## Tarefas
1 – No trecho sobre a constitucionalidade das leis de São Vicente, de que trata a Lei Complementar nº 842, de 1º de julho de 2016?
2 – Escreva a continuação do trecho sobre a constitucionalidade das leis de São Vicente, começando logo após a transcrição do Artigo 117.

═══ Trecho

Já a Lei Complementar nº 842, de 1º de julho de 2016, que “dispõe sobre o uso de bens municipais por terceiros, incluindo a área de eventos do Itararé e a Praça Tom Jobim” tem a seguinte redação, apontando-se que somente o art. 2º, inciso II é objeto de impugnação:

(...)

 

(...)

Os artigos 138, §1º e 141, caput da Lei Orgânica Municipal e art. 2º, inciso II da Lei Complementar nº 842, de 1º de julho de 2016 do Município de São Vicente são verticalmente incompatíveis com o ordenamento constitucional, pelas razões a seguir expostas.

II – O parâmetro da fiscalização abstrata de constitucionalidade

Os dispositivos normativos impugnados contrariam frontalmente a Constituição do Estado de São Paulo, à qual está subordinada a produção normativa municipal ante a previsão dos arts. 1º, 18, 29 e 31 da Constituição Federal.

Os preceitos da Constituição Federal e da Constituição do Estado são aplicáveis aos Municípios por força do art. 29 daquela e do art. 144 desta.

Conforme será demonstrado, a inconstitucionalidade dos artigos 138, §1º e 141, caput da Lei Orgânica Municipal e art. 2º, inciso II da Lei Complementar nº 842, de 1º de julho de 2016, manifesta-se em face dos seguintes preceitos da Constituição Estadual Paulista:

“Artigo  - São Poderes do Estado, independentes e harmônicos entre si, o Legislativo, o Executivo e o Judiciário.

§1º. É vedado a qualquer dos Poderes delegar atribuições.

(...)

Art. 47 - Compete privativamente ao Governador, além de outras atribuições previstas nesta Constituição:

(...)

II - exercer, com o auxílio dos Secretários de Estado, a direção superior da administração estadual;

(...)

XIV - praticar os demais atos de administração, nos limites da competência do Executivo;

(...)

Artigo 111 – A administração pública direta, indireta ou fundacional, de qualquer dos Poderes do Estado, obedecerá aos princípios de legalidade, impessoalidade, moralidade, publicidade, razoabilidade, finalidade, motivação, interesse público e eficiência.

(...)

Artigo 117 - Ressalvados os casos especificados na legislação, as obras, serviços, compras e alienações serão contratados mediante processo de licitação pública, que assegure igualdade de condições a todos os concorrentes, com cláusulas que estabeleçam obrigações de pagamento, mantidas as condições efetivas da proposta, nos termos da lei, o qual somente permitirá as exigências de qualificação técnica e econômica indispensáveis à garantia do cumprimento das obrigações.

══════
═══ Registros extraídos

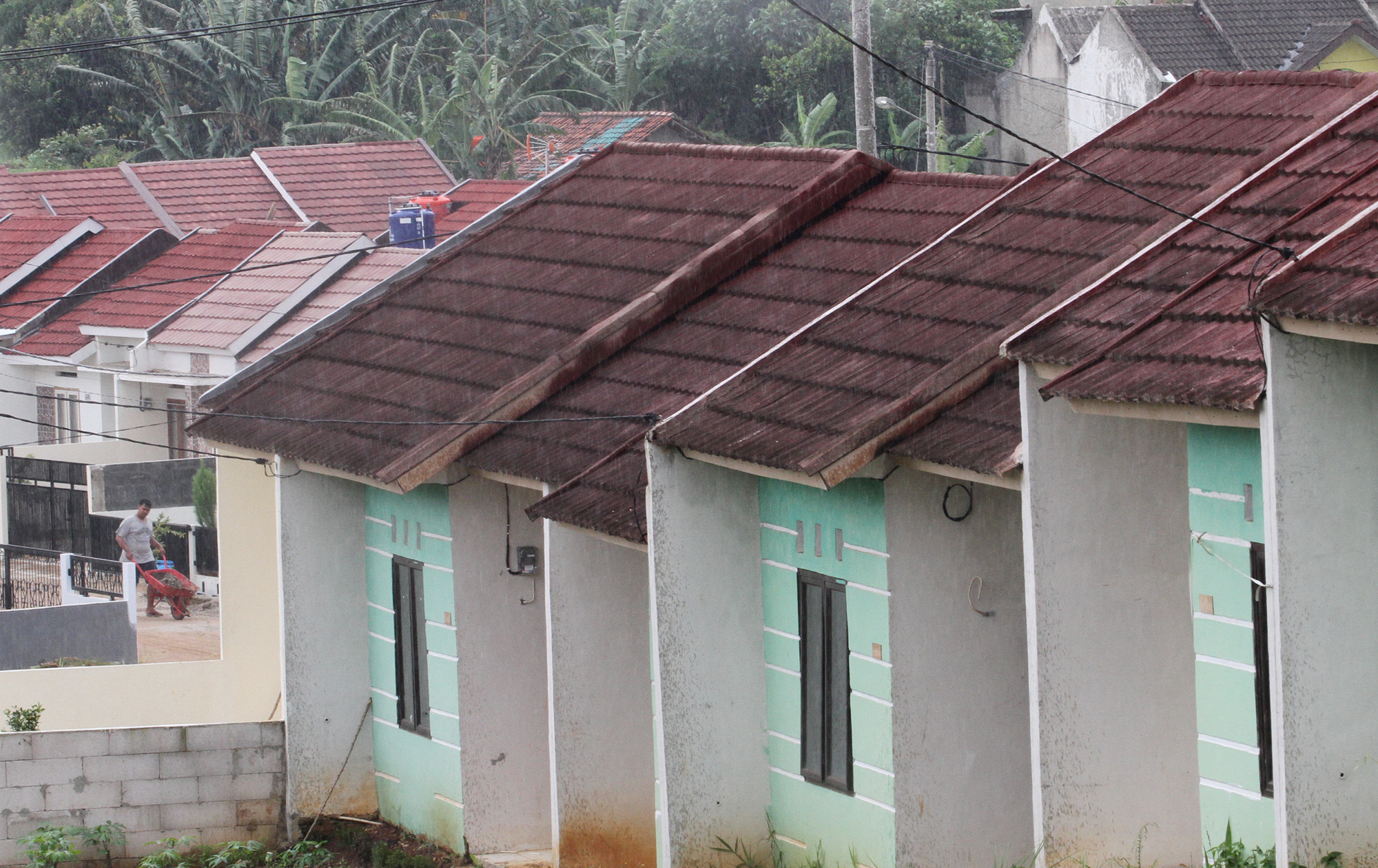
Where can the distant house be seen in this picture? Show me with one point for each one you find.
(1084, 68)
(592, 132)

══════
═══ Registros extraídos

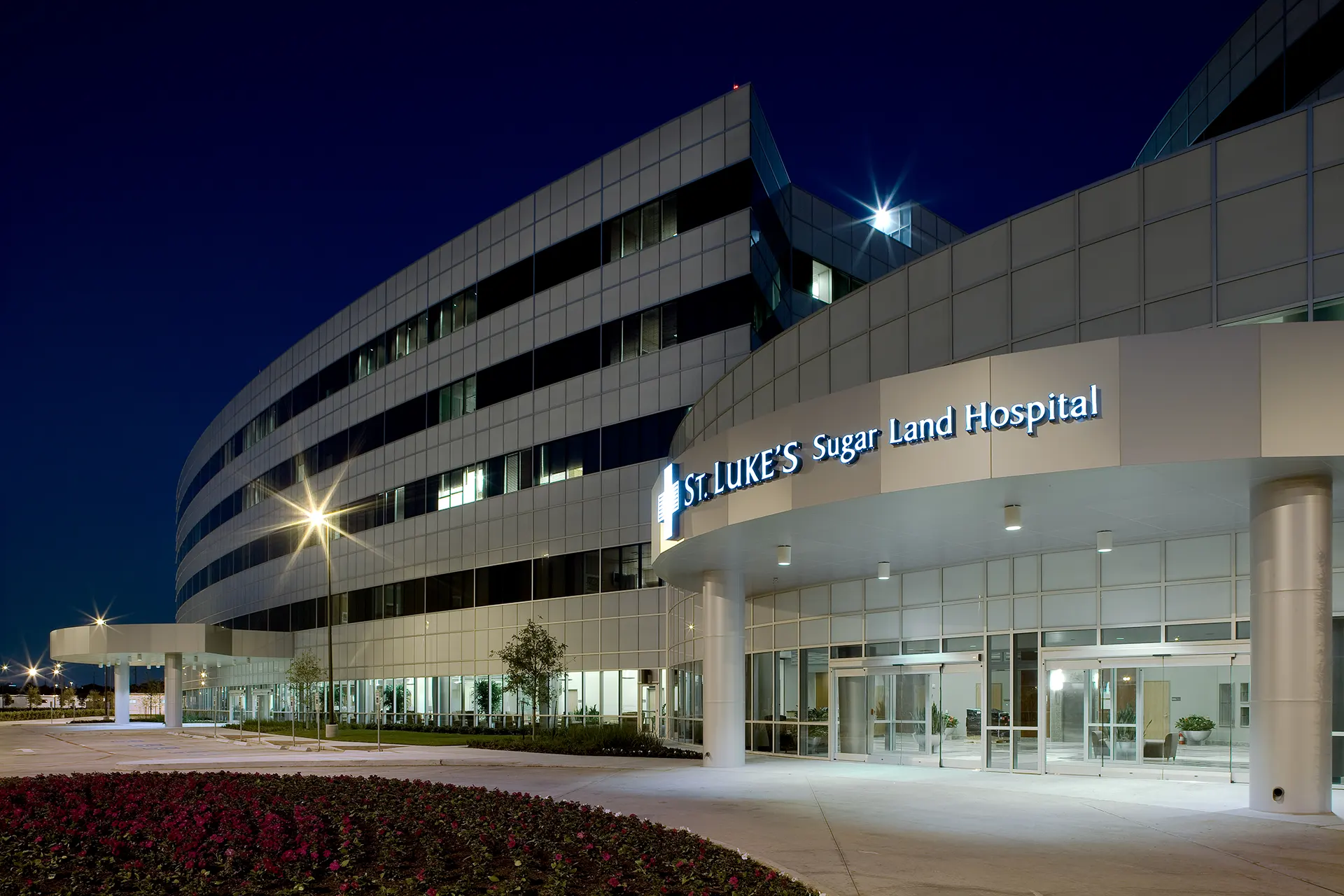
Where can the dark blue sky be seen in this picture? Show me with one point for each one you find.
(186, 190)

══════

## Respostas do exercício
1 – Dispõe sobre o uso de bens municipais por terceiros, incluindo a área de eventos do Itararé e a Praça Tom Jobim.

2 –
(...)

Artigo 144 - Os Municípios, com autonomia política, legislativa, administrativa e financeira se auto-organizarão por lei orgânica, atendidos os princípios estabelecidos na Constituição Federal e nesta Constituição.

(...)”

A – DA VIOLAÇÃO À REGRA DA LICITAÇÃO E DA COMPETÊNCIA  PRIVATIVA DA UNIÃO PARA LEGISLAR SOBRE NORMAS GERAIS DE LICITAÇÕES E CONTRATOS

A ordem constitucional vigente adotou o princípio da predominância do interesse para definir a repartição de competências na federação brasileira. Nessa toada, a competência para dispor sobre assuntos de interesse nacional ou predominantemente geral foi atribuída à União, ao passo que o tratamento das matérias de interesse predominantemente local ficou a cargo do Município, restando aos Estados a competência residual.

Dessa forma, é pertinente assentar que diante do sistema federativo e da repartição constitucional de competências, quando se contraria uma regra de competência estabelecida pela Lei Maior, mais que se descumprir uma simples norma, o que se está a fazer, verdadeiramente, é desrespeitar uma das mais evidentes manifestações do princípio federativo – e, assim, a violar frontalmente a CE/89.   

Pois bem.

Nos termos do art. 22, XXVII da Constituição Federal, o constituinte reservou a disciplina das normas gerais de licitação e contratação para as administrações públicas diretas, autárquicas e fundacionais da União, Estados, Distrito Federal e Municípios, à competência privativa da União, observado o disposto no artigo 37, XXI.

O artigo 117 da Carta Bandeirante repete o art. 37, XXI da Carta Federal, estabelecendo como regra geral a exigência de licitação para que o poder público contrate com particulares.

A exigência de procedimento licitatório para a contratação pela Administração Pública, portanto, é verdadeiro princípio constitucional estabelecido, que deve, obrigatoriamente, ser observado pelos Estados e Municípios.

No exercício da competência privativa que lhe é assegurada (art. 22, XXVII da CF), a União editou a Lei nº 8.666/93, que dentre outros regramentos, estabeleceu os casos de dispensa e inexigibilidade de licitação.

Com relação à hipótese de permissão de uso de bens imóveis por terceiros, a Lei nº 8.666/93 prevê, especificamente, que a dispensa de licitação apenas poderá ocorrer em situações específicas previstas no art. 17, I, “f”.

Já no que pertine à concessão de direito real de uso de bens imóveis, a dispensa de licitação somente se dará na hipótese do já citado inciso I, letra “f”, mas também nas hipóteses elencadas no art. 17, § 2º, incisos I e II, observados os §§ 2º-A e 2º-B da Lei de Licitações.

Acrescente-se, ademais, que ao tratar da exigência de procedimento licitatório, a Lei nº 8.666/93 aponta os casos em que há formação de contrato entre a Administração Pública e terceiros (art. 2º, “caput” da Lei nº 8.666/93).

O texto normativo assinala, no entanto, que deve ser considerado contrato “todo e qualquer ajuste entre órgãos ou entidades da Administração Pública e particulares, em que haja um acordo de vontades para a formação de vínculo e a estipulação de obrigações recíprocas, seja qual for a denominação utilizada”.

Ou seja, o negócio jurídico bilateral (contrato público) estará caracterizado sempre que houver ajuste e obrigações recíprocas entre a Administração Pública e o particular, ainda que não tenham elas sido formalizadas em instrumento escrito.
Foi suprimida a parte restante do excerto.